**Problem requirements**
Please locate every line in the data below that contains the string "uniform" and copy each of those lines. Case counts, so a line matches only if the capitalization is the same.
------------------------------------------------------------
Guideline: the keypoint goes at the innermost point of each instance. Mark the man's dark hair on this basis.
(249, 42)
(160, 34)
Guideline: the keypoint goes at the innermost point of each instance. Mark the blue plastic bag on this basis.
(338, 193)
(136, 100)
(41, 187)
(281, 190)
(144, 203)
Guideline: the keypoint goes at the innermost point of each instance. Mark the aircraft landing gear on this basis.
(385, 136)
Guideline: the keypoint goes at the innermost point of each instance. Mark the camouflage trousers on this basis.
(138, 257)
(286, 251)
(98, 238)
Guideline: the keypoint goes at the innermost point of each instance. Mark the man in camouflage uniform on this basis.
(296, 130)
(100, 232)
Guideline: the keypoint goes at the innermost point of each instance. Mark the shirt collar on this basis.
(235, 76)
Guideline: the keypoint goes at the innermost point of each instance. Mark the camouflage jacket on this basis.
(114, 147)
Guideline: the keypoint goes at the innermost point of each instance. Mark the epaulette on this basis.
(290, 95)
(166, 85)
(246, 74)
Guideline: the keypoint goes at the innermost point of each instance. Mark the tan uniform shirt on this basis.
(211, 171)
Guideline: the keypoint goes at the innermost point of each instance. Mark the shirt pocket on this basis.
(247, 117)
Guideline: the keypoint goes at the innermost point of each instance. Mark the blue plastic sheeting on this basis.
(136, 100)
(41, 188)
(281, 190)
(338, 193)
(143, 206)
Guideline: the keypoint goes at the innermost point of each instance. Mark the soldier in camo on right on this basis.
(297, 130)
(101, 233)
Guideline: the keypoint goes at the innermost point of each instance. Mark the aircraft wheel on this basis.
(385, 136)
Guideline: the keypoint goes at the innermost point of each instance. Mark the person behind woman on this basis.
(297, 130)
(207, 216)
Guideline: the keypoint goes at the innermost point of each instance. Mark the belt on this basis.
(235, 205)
------------------------------------------------------------
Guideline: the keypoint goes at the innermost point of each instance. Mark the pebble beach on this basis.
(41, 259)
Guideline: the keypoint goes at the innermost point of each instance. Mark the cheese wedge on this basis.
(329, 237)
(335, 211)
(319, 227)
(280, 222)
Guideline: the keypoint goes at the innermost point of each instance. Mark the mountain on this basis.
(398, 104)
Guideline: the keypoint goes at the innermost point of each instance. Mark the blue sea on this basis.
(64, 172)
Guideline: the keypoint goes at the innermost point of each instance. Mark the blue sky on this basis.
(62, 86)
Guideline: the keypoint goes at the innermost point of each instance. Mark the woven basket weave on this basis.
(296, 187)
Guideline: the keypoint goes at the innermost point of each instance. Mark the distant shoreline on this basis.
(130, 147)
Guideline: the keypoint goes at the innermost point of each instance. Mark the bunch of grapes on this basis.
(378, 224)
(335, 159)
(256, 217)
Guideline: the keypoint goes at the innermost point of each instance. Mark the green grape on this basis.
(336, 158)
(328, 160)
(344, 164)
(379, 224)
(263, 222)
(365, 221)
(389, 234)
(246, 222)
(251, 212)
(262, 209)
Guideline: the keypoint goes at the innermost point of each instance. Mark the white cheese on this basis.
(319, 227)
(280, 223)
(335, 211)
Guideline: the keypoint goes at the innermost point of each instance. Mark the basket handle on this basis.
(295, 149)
------------------------------------------------------------
**Complete output**
Guideline: the keypoint goes at the innermost point of each instance. Mark the man in camouflage uniform on this basis.
Guideline: the keypoint goes at the innermost point of each instance. Mark the tan uniform shirt on this basis.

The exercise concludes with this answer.